* What is being asked
Transcribe all of the listing exactly.

[Opening Records for processing section]

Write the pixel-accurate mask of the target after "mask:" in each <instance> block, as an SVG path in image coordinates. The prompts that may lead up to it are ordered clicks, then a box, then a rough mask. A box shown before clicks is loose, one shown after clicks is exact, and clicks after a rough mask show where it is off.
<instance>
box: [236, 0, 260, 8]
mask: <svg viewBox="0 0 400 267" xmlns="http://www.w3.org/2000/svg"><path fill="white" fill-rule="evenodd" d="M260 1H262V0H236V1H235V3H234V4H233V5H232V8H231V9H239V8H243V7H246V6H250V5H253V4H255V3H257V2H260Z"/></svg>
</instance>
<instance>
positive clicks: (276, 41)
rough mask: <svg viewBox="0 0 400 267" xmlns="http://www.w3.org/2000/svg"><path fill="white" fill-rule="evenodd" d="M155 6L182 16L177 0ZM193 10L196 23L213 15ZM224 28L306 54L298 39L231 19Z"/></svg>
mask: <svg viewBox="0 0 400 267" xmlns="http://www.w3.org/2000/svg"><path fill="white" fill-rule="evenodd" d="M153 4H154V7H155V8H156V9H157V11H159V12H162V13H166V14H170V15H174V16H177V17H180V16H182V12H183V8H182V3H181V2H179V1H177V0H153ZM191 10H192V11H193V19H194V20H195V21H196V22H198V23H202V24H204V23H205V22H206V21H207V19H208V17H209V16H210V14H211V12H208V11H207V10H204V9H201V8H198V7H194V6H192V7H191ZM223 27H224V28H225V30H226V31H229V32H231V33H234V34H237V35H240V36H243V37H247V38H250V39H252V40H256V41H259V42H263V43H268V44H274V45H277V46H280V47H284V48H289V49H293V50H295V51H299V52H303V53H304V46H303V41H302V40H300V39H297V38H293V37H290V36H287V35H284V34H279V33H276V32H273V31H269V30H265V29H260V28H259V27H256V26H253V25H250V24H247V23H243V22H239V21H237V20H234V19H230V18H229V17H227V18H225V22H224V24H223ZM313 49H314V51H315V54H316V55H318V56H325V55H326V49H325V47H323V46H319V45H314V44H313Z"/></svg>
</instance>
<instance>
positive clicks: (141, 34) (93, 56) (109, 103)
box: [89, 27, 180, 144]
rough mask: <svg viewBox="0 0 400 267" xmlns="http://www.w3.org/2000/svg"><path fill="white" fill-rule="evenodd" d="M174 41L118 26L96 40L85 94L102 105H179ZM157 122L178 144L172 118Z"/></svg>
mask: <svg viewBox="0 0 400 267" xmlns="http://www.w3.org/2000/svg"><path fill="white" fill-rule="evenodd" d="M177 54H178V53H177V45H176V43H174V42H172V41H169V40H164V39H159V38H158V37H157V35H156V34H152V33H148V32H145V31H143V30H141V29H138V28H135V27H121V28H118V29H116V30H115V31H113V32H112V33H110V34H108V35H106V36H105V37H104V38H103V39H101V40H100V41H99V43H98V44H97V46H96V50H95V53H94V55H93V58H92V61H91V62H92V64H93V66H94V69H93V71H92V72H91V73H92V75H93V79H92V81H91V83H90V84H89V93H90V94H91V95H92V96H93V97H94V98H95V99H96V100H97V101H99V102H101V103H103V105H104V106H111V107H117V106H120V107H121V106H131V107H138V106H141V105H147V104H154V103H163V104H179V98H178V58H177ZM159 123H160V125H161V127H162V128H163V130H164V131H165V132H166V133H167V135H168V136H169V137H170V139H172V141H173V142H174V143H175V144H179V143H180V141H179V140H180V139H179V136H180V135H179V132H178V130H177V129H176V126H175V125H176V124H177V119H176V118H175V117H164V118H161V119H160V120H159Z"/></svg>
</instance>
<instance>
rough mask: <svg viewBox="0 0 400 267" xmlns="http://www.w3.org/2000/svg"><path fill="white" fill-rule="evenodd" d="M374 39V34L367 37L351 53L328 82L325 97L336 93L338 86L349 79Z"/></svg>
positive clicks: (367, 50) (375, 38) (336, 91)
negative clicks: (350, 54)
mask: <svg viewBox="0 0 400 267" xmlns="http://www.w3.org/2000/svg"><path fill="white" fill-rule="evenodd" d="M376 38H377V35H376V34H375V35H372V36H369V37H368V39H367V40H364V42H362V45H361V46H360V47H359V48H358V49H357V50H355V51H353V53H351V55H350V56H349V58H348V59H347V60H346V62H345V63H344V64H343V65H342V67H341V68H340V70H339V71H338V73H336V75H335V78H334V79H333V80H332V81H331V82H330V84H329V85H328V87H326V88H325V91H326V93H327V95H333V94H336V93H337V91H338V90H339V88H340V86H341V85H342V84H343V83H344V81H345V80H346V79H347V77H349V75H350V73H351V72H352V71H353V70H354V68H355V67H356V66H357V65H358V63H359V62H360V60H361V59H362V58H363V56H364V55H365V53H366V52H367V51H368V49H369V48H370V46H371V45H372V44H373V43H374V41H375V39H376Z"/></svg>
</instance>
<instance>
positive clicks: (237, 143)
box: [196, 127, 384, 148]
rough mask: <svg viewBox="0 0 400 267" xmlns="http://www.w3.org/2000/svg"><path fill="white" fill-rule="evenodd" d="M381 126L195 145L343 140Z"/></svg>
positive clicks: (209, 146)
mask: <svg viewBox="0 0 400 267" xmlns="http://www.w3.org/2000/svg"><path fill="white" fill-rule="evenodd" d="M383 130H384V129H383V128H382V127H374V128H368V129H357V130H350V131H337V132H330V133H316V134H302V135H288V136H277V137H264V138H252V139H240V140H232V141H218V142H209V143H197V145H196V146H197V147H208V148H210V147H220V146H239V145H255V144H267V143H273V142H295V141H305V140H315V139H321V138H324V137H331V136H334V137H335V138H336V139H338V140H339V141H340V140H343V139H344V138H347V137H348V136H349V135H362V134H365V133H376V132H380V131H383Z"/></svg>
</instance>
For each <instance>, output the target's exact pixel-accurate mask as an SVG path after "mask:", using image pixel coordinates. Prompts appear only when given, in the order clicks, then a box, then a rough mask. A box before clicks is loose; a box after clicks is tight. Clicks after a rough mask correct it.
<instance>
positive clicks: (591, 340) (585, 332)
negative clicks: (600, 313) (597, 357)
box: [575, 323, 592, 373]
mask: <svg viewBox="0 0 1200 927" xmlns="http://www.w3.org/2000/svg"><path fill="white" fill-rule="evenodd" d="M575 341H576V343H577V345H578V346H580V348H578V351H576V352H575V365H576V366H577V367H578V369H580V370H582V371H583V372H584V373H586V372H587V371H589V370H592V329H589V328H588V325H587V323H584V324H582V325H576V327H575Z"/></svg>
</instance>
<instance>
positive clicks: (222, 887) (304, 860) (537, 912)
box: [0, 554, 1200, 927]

[Closing Records for processing section]

* Response
Write the pixel-accurate mask of the target after "mask:" in each <instance> block, as an SVG path in image coordinates. The prompts that may lead up to it are ordered clicks, then a box, then a rough mask. A box shown before clicks is loose, one shown after clicks is exact, and clicks after a rough mask show where it is off.
<instance>
box: [236, 0, 260, 8]
mask: <svg viewBox="0 0 400 267" xmlns="http://www.w3.org/2000/svg"><path fill="white" fill-rule="evenodd" d="M260 1H262V0H236V1H235V3H234V4H233V5H232V8H231V9H239V8H243V7H246V6H250V5H253V4H255V3H257V2H260Z"/></svg>
</instance>
<instance>
positive clicks: (276, 41)
rough mask: <svg viewBox="0 0 400 267" xmlns="http://www.w3.org/2000/svg"><path fill="white" fill-rule="evenodd" d="M155 6L182 16L177 0ZM193 10L196 23L213 15ZM224 28L306 54L298 39L231 19Z"/></svg>
mask: <svg viewBox="0 0 400 267" xmlns="http://www.w3.org/2000/svg"><path fill="white" fill-rule="evenodd" d="M153 4H154V7H155V8H156V9H157V11H159V12H162V13H166V14H170V15H174V16H177V17H180V16H182V12H183V8H182V3H181V2H179V1H177V0H153ZM191 10H192V11H193V19H194V20H195V21H196V22H198V23H202V24H204V23H205V22H206V21H207V19H208V17H209V16H210V14H211V12H208V11H207V10H204V9H201V8H198V7H194V6H192V7H191ZM223 27H224V28H225V30H226V31H229V32H231V33H234V34H237V35H240V36H243V37H247V38H250V39H252V40H256V41H259V42H263V43H268V44H274V45H277V46H280V47H284V48H289V49H293V50H295V51H299V52H303V53H304V46H303V41H302V40H300V39H297V38H293V37H290V36H287V35H284V34H279V33H276V32H273V31H269V30H265V29H260V28H259V27H256V26H253V25H250V24H247V23H243V22H239V21H237V20H234V19H230V18H229V17H227V18H225V22H224V24H223ZM313 49H314V51H315V54H316V55H318V56H325V55H326V49H325V47H323V46H319V45H314V44H313Z"/></svg>
</instance>
<instance>
positive clicks: (141, 34) (93, 56) (109, 103)
box: [89, 27, 180, 144]
rough mask: <svg viewBox="0 0 400 267" xmlns="http://www.w3.org/2000/svg"><path fill="white" fill-rule="evenodd" d="M174 41L118 26L96 40L85 94L102 105H179ZM157 122L178 144L172 118Z"/></svg>
mask: <svg viewBox="0 0 400 267" xmlns="http://www.w3.org/2000/svg"><path fill="white" fill-rule="evenodd" d="M177 54H178V53H177V45H176V43H174V42H172V41H169V40H164V39H159V38H158V37H157V35H156V34H152V33H148V32H145V31H143V30H141V29H138V28H135V27H121V28H118V29H116V30H115V31H113V32H112V33H110V34H108V35H106V36H105V37H104V38H103V39H101V40H100V41H99V43H98V44H97V46H96V50H95V53H94V55H93V58H92V61H91V62H92V64H93V66H94V69H93V71H92V72H91V73H92V75H93V79H92V81H91V83H90V84H89V93H90V94H91V95H92V96H93V97H94V98H95V99H96V100H97V101H99V102H101V103H103V105H104V106H111V107H117V106H120V107H121V106H131V107H138V106H141V105H147V104H154V103H163V104H179V98H178V58H177ZM159 123H160V125H161V127H162V128H163V130H164V131H165V132H166V133H167V135H168V136H169V137H170V139H172V141H173V142H174V143H175V144H179V143H180V141H179V140H180V139H179V136H180V135H179V132H178V130H177V129H176V126H175V125H176V124H177V119H176V118H175V117H164V118H161V119H160V120H159Z"/></svg>
</instance>
<instance>
rough mask: <svg viewBox="0 0 400 267" xmlns="http://www.w3.org/2000/svg"><path fill="white" fill-rule="evenodd" d="M374 39V34L367 37L351 53L328 82L325 97L336 93L338 86L349 79Z"/></svg>
positive clicks: (367, 50) (375, 38) (336, 91)
negative clicks: (350, 54)
mask: <svg viewBox="0 0 400 267" xmlns="http://www.w3.org/2000/svg"><path fill="white" fill-rule="evenodd" d="M376 38H377V35H376V34H375V35H372V36H369V37H368V39H367V40H364V42H362V45H361V46H360V47H359V48H358V49H357V50H355V51H353V53H351V55H350V56H349V58H348V59H347V60H346V62H345V63H344V64H343V65H342V67H341V68H340V70H339V71H338V73H336V75H335V78H334V79H333V80H332V81H331V82H330V84H329V85H328V87H326V88H325V91H326V93H327V95H333V94H336V93H337V91H338V90H339V88H340V86H341V85H342V84H343V83H344V81H345V80H346V79H347V77H349V75H350V73H351V72H352V71H353V70H354V68H355V67H356V66H357V65H358V63H359V62H360V60H361V59H362V58H363V56H364V55H365V53H366V52H367V51H368V49H369V48H370V46H371V45H372V44H373V43H374V41H375V39H376Z"/></svg>
</instance>
<instance>
positive clicks: (237, 143)
box: [196, 127, 384, 148]
rough mask: <svg viewBox="0 0 400 267" xmlns="http://www.w3.org/2000/svg"><path fill="white" fill-rule="evenodd" d="M381 126L195 145L343 140Z"/></svg>
positive clicks: (209, 146)
mask: <svg viewBox="0 0 400 267" xmlns="http://www.w3.org/2000/svg"><path fill="white" fill-rule="evenodd" d="M383 130H384V129H383V128H382V127H374V128H368V129H357V130H350V131H337V132H330V133H316V134H302V135H288V136H277V137H264V138H252V139H240V140H232V141H218V142H209V143H197V145H196V146H197V147H208V148H210V147H220V146H239V145H255V144H267V143H273V142H295V141H305V140H315V139H321V138H324V137H331V136H334V137H335V138H336V139H338V140H339V141H340V140H343V139H344V138H347V137H348V136H349V135H362V134H365V133H376V132H380V131H383Z"/></svg>
</instance>
For each <instance>, output the target's exact pixel-accurate mask as an SVG path after "mask:", using image pixel coordinates. Prompts appear only when given, in the order clicks, then a box, then a rough mask. A box before clicks is loose; a box after clicks is tight. Clicks after a rough mask correct it.
<instance>
positive clicks: (591, 340) (585, 332)
negative clicks: (600, 313) (597, 357)
box: [575, 323, 592, 373]
mask: <svg viewBox="0 0 1200 927" xmlns="http://www.w3.org/2000/svg"><path fill="white" fill-rule="evenodd" d="M575 341H576V343H577V345H578V346H580V348H578V351H576V352H575V365H576V366H577V367H578V369H580V370H582V371H583V372H584V373H586V372H587V371H589V370H592V329H589V328H588V325H587V323H584V324H582V325H576V327H575Z"/></svg>
</instance>
<instance>
positive clicks: (222, 887) (304, 860) (537, 912)
box: [0, 554, 1200, 927]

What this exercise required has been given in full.